Le racotier

Publié le 30 janvier 2015 par Journalvernois

Encore un métier que j’ai vu disparaitre celui de racotier .Tous les anciens que j’ai questionné à ce sujet se souviennent du racotier. D’où vient ce nom? je n’en sais rien. Est-ce un mot déformé par le patois régional? existe-t-il un mot dans le dictionnaire pour le définir? je ne sais pas non plus. Si quelqu’un peut me renseigner …….
Le racotier était un commerçant qui passait régulièrement dans les hameaux, les fermes , les locateries au volant ce sa camionnette, où il était susceptible de trouver des produits fermiers et de la volaille. C’était le domaine de la fermière. il avait ses maisons attitrées, où il achetait oeufs, poulets, poules, pintades, lapins, les chevreaux au moment de Pâques,les oies à la Toussaint, les dindes pour Noël. Le cas échéant il pouvait acheter des fromages ou du beurre. Il payait cash mais était filou, essayait d’acheter toujours au plus bas. Il fallait négocier. La fermière ne manquait pas de lui faire savoir que le racotier qui passait sur le secteur voisin pratiquait des tarifs plus intéressants. Il alignait ses prix de peur de voir sa fournisseuse partir à la concurrence.
Celui qui passait chez nous était un oncle qui vivait au Creusot (71) aussi il m’est arrivé d’aller plusieurs fois chez lui. Il abattait les volailles achetées le jour même dans une construction sommaire située derrière le magasin. Elle tenait plus de la cabane de jardin que de l’abattoir aseptisé agréé par les services de l’état et de Bruxelles. L’oncle était équipé pour saigner, plumer, éviscérer. C’était normal pour l’époque. Le lendemain ma tante mettait en vente dans son magasin. (l’épicerie des 4 chemins, pour ceux qui ont connu) Le client ne se posait pas de questions. Il achetait des produits fermiers (j’insiste sur le mot) extra frais,et totalement naturels. Aujourd’hui on dirait « bio » mot encore inusité voire inconnu à cette époque. Même si l’hygiène recommandée à heure actuelle et soit dit en passant pas toujours efficace, n’était carrément pas respectée,les habitués de l’épicerie bénéficiaient d’un produit que je pourrais presque qualifier de « haut de gamme ». Aujourd’hui le même produite est réservé à une clientèle aisée.

========

CONSIGNE ÉCRITE A
Convertissez en liste numérotée, sans les lignes vides, toute la partie de la liste allant de son début jusqu'à la ligne contenant « (195, 148), (270, 345) », incluse. Les images ne doivent pas figurer dans la réponse.
Le texte et la liste n'ont pas la même origine.

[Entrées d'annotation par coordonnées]
========

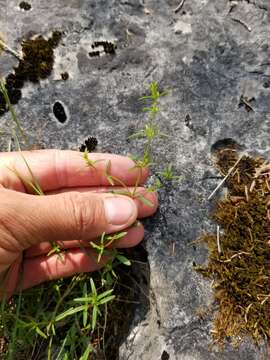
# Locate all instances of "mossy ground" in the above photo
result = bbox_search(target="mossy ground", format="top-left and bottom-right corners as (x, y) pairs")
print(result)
(195, 147), (270, 345)
(0, 31), (61, 115)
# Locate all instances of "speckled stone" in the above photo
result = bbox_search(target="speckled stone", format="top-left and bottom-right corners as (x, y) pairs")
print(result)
(0, 0), (270, 360)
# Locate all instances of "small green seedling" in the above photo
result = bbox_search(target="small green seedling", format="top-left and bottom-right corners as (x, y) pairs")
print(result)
(74, 278), (115, 332)
(90, 231), (127, 263)
(158, 164), (181, 181)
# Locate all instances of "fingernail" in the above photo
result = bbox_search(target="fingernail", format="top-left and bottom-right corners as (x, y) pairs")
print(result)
(104, 196), (137, 225)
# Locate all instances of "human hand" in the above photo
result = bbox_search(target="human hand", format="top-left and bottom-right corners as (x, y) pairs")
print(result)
(0, 150), (157, 295)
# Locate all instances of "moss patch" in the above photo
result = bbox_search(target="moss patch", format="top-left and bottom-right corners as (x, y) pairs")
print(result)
(79, 136), (98, 152)
(0, 31), (61, 116)
(195, 148), (270, 345)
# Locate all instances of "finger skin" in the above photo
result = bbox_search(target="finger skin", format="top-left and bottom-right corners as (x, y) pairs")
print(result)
(0, 150), (149, 192)
(46, 187), (158, 219)
(24, 225), (144, 259)
(20, 249), (107, 290)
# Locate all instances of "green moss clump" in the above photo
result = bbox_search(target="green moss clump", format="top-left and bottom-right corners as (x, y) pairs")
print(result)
(0, 31), (62, 116)
(15, 36), (54, 82)
(195, 149), (270, 345)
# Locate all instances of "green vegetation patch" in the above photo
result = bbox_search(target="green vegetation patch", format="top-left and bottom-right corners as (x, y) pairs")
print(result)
(195, 147), (270, 345)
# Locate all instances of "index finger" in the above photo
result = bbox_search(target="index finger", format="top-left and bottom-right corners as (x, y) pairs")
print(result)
(0, 150), (148, 191)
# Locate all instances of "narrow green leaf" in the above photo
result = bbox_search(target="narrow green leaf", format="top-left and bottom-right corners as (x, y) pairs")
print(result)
(99, 295), (115, 305)
(80, 345), (93, 360)
(92, 305), (98, 331)
(116, 255), (131, 266)
(97, 289), (113, 301)
(90, 278), (97, 296)
(55, 305), (85, 322)
(35, 326), (48, 339)
(137, 195), (154, 207)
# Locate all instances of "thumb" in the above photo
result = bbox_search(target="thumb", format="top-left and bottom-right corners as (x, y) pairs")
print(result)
(0, 190), (138, 249)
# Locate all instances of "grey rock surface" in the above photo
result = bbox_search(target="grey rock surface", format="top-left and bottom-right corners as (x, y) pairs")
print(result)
(0, 0), (270, 360)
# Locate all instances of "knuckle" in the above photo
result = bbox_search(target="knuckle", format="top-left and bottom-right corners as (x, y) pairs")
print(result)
(66, 192), (104, 238)
(0, 189), (22, 248)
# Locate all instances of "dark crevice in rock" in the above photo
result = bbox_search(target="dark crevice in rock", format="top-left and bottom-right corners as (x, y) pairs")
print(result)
(53, 101), (67, 124)
(161, 350), (170, 360)
(105, 245), (150, 360)
(0, 31), (61, 116)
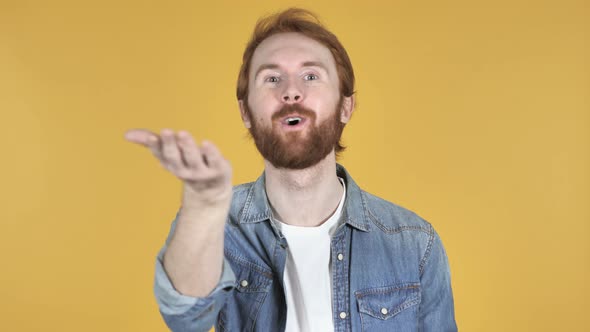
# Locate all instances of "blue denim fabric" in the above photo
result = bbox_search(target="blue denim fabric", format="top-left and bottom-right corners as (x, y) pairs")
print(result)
(154, 165), (457, 332)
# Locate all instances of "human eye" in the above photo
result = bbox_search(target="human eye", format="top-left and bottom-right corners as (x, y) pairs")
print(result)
(303, 74), (319, 81)
(264, 76), (280, 83)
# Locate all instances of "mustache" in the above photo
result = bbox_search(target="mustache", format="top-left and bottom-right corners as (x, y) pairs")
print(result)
(272, 104), (316, 120)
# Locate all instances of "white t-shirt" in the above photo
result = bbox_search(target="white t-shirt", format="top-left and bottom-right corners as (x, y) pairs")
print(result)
(274, 179), (346, 332)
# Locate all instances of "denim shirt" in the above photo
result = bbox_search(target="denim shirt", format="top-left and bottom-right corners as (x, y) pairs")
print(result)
(154, 165), (457, 332)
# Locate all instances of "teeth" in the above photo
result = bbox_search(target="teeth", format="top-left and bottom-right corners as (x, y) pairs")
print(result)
(285, 117), (301, 125)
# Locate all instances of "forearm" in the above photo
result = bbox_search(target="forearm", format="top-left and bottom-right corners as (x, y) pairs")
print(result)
(164, 206), (227, 297)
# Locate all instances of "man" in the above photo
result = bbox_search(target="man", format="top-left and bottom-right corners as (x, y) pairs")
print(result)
(126, 9), (457, 331)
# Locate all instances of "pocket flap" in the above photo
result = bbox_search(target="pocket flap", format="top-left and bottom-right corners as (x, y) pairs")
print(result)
(354, 283), (420, 320)
(226, 255), (272, 293)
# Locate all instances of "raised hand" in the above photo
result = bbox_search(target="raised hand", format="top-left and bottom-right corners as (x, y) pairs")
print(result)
(125, 129), (232, 209)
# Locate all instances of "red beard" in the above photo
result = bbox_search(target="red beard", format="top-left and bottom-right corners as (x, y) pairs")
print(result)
(246, 98), (345, 169)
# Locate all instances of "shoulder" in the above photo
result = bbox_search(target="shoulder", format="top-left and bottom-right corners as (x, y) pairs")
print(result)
(362, 190), (433, 235)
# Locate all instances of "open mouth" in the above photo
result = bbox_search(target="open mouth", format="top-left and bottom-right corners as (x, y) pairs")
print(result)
(284, 116), (303, 126)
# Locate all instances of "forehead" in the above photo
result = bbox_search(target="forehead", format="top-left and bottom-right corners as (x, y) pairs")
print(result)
(250, 32), (336, 74)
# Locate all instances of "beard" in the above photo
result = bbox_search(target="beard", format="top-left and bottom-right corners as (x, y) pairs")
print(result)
(245, 98), (345, 169)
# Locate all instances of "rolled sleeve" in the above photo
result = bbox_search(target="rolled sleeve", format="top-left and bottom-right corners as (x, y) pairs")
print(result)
(154, 215), (236, 332)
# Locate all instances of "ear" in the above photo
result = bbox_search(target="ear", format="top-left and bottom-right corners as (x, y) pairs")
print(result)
(238, 99), (252, 129)
(340, 95), (355, 123)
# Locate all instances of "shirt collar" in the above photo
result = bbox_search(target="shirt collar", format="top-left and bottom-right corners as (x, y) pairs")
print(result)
(238, 164), (371, 232)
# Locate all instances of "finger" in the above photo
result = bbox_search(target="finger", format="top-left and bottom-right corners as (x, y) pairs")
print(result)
(177, 131), (205, 170)
(125, 129), (158, 147)
(201, 141), (223, 168)
(161, 129), (185, 172)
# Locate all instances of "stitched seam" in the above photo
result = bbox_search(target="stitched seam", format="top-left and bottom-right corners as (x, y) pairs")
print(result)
(355, 283), (420, 299)
(224, 250), (272, 278)
(368, 211), (430, 234)
(419, 225), (434, 278)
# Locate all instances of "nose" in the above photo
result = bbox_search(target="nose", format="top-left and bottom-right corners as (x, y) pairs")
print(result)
(281, 82), (303, 103)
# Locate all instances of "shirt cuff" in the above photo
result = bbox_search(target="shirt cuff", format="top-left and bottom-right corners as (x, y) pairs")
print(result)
(154, 246), (236, 315)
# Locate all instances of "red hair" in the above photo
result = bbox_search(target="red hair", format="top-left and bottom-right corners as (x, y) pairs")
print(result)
(236, 8), (354, 103)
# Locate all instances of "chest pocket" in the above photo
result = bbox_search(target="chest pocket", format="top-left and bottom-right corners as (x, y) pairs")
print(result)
(354, 283), (420, 332)
(218, 252), (272, 331)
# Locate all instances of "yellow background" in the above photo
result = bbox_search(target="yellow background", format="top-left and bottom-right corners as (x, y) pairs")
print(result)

========

CONSIGNE ÉCRITE B
Reproduisez fidèlement, dans le billet sur le racotier, tout le passage allant de « Encore un métier » jusqu'à « me renseigner ……. » inclus.

RÉPONSE PRODUITE A
1. # Locate all instances of "mossy ground" in the above photo
2. result = bbox_search(target="mossy ground", format="top-left and bottom-right corners as (x, y) pairs")
3. print(result)
4. (195, 147), (270, 345)
5. (0, 31), (61, 115)
6. # Locate all instances of "speckled stone" in the above photo
7. result = bbox_search(target="speckled stone", format="top-left and bottom-right corners as (x, y) pairs")
8. print(result)
9. (0, 0), (270, 360)
10. # Locate all instances of "small green seedling" in the above photo
11. result = bbox_search(target="small green seedling", format="top-left and bottom-right corners as (x, y) pairs")
12. print(result)
13. (74, 278), (115, 332)
14. (90, 231), (127, 263)
15. (158, 164), (181, 181)
16. # Locate all instances of "fingernail" in the above photo
17. result = bbox_search(target="fingernail", format="top-left and bottom-right corners as (x, y) pairs")
18. print(result)
19. (104, 196), (137, 225)
20. # Locate all instances of "human hand" in the above photo
21. result = bbox_search(target="human hand", format="top-left and bottom-right corners as (x, y) pairs")
22. print(result)
23. (0, 150), (157, 295)
24. # Locate all instances of "moss patch" in the above photo
25. result = bbox_search(target="moss patch", format="top-left and bottom-right corners as (x, y) pairs")
26. print(result)
27. (79, 136), (98, 152)
28. (0, 31), (61, 116)
29. (195, 148), (270, 345)

RÉPONSE PRODUITE B
Encore un métier que j’ai vu disparaitre celui de racotier .Tous les anciens que j’ai questionné à ce sujet se souviennent du racotier. D’où vient ce nom? je n’en sais rien. Est-ce un mot déformé par le patois régional? existe-t-il un mot dans le dictionnaire pour le définir? je ne sais pas non plus. Si quelqu’un peut me renseigner …….